EJERCICIO PLANTEADO 1 :: Actualiza todos los registros: vuelve a escribirlos cambiando "response" por "output" y deja todo lo demás igual.

TEXTO ::
Todo esto desapareció con Margaret Thatcher, que justificó su agenda privatizadora tras señalar abusos en la utilización del dinero público. En España, la sola imagen del hermano del presidente manifestando que desconoce dónde se ubica la oficina pública que dirige socava más la confianza en lo público que cualquier subida de impuestos disparatada (pero no sé si el vídeo es real o está manipulado con inteligencia artificial, la verdad). El dinero público tiene que ser sagrado precisamente para quienes más creemos en él. Si la ciudadanía percibe que sus impuestos pagan los sueldos de enchufados, surge la desconfianza (o la paranoia) y el discurso privatizador encuentra su camino.

Y, mientras tanto, en línea con los nuevos tiempos, Zuckerberg, el gerifalte de Meta, mete en su consejo de administración a Dana White, el jefe de la UFC —la principal organización de Artes Marciales Mixtas— y elimina su programa de verificación de datos en Instagram y Facebook. Muchos lo ven como el final de un tipo de censura reprobable, pero incluso en las artes marciales mixtas hay reglas: no puedes meterle el dedo en el ojo a tu rival ni golpearle en las partes blandas. Sin límites, ganan los abusones, los que juegan sucio. Así que cuidado con celebrar siempre la desregulación como un triunfo de la libertad. Es, al final, otra forma de regulación: la ley de la selva. Es decir, todo —todo— para el más poderoso y tú no eres poderoso, amigo mío, por mucho y bien que tuitees.

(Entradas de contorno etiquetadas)
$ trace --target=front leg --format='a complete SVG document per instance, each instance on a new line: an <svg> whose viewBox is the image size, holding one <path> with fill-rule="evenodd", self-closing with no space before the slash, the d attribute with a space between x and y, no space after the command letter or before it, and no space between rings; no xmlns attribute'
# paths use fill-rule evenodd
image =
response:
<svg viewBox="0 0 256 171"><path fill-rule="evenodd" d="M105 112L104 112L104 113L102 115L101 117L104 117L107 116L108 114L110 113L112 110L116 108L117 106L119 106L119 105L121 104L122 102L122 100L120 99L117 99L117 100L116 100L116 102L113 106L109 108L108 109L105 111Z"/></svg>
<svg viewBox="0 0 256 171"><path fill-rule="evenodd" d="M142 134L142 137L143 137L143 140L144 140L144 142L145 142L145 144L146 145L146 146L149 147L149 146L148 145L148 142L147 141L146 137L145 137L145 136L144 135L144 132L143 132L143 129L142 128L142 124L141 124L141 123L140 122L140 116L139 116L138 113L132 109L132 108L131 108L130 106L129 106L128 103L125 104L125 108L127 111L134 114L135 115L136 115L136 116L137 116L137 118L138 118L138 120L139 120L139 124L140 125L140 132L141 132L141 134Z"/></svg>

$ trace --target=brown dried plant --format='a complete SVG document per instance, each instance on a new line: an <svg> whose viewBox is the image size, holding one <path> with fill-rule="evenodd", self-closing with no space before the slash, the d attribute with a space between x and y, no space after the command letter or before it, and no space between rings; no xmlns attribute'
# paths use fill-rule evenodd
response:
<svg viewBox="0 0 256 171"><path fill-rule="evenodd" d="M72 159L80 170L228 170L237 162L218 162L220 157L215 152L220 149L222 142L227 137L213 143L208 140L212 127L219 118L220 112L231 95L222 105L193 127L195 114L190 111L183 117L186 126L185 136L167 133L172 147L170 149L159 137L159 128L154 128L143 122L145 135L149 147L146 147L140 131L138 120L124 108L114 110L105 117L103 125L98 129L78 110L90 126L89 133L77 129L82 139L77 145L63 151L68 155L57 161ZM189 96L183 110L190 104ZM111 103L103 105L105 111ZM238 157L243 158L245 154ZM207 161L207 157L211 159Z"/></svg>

EJERCICIO PLANTEADO 2 :: Según el texto, ¿a quién mete Zuckerberg en el consejo de administración de Meta?

RESPUESTA DEL EJERCICIO 1 ::
$ trace --target=front leg --format='a complete SVG document per instance, each instance on a new line: an <svg> whose viewBox is the image size, holding one <path> with fill-rule="evenodd", self-closing with no space before the slash, the d attribute with a space between x and y, no space after the command letter or before it, and no space between rings; no xmlns attribute'
# paths use fill-rule evenodd
image =
output:
<svg viewBox="0 0 256 171"><path fill-rule="evenodd" d="M105 112L104 112L104 113L102 115L101 117L104 117L107 116L108 114L110 113L112 110L116 108L117 106L119 106L119 105L121 104L122 102L122 100L120 99L117 99L117 100L116 100L116 102L113 106L109 108L108 109L105 111Z"/></svg>
<svg viewBox="0 0 256 171"><path fill-rule="evenodd" d="M142 134L142 137L143 137L143 140L144 140L144 142L145 142L145 144L146 145L146 146L149 147L149 146L148 145L148 142L147 141L146 137L145 137L145 136L144 135L144 132L143 132L143 129L142 128L142 124L141 124L141 123L140 122L140 116L139 116L138 113L132 109L132 108L131 108L130 106L129 106L128 103L125 104L125 108L127 111L134 114L135 115L136 115L136 116L137 116L137 118L138 118L138 120L139 120L139 124L140 125L140 132L141 132L141 134Z"/></svg>

$ trace --target=brown dried plant --format='a complete SVG document per instance, each instance on a new line: an <svg> whose viewBox is the image size, holding one <path> with fill-rule="evenodd", self-closing with no space before the slash, the d attribute with a space between x and y, no space after the command letter or before it, and no space between rings; no xmlns attribute'
# paths use fill-rule evenodd
output:
<svg viewBox="0 0 256 171"><path fill-rule="evenodd" d="M72 159L80 170L228 170L237 162L218 162L220 157L215 152L220 149L222 142L227 137L213 143L208 140L212 127L219 118L220 112L231 95L222 105L193 127L195 114L190 111L183 117L186 126L185 136L167 133L172 147L170 149L159 137L159 128L154 128L143 122L145 135L149 147L146 147L140 131L138 120L124 108L114 110L105 117L103 125L98 129L78 110L90 126L89 133L77 129L82 139L77 145L63 151L68 155L57 161ZM189 96L183 110L190 104ZM111 103L103 105L105 111ZM238 157L243 158L245 154ZM207 161L207 157L211 159Z"/></svg>

RESPUESTA DEL EJERCICIO 2 :: A Dana White, el jefe de la UFC.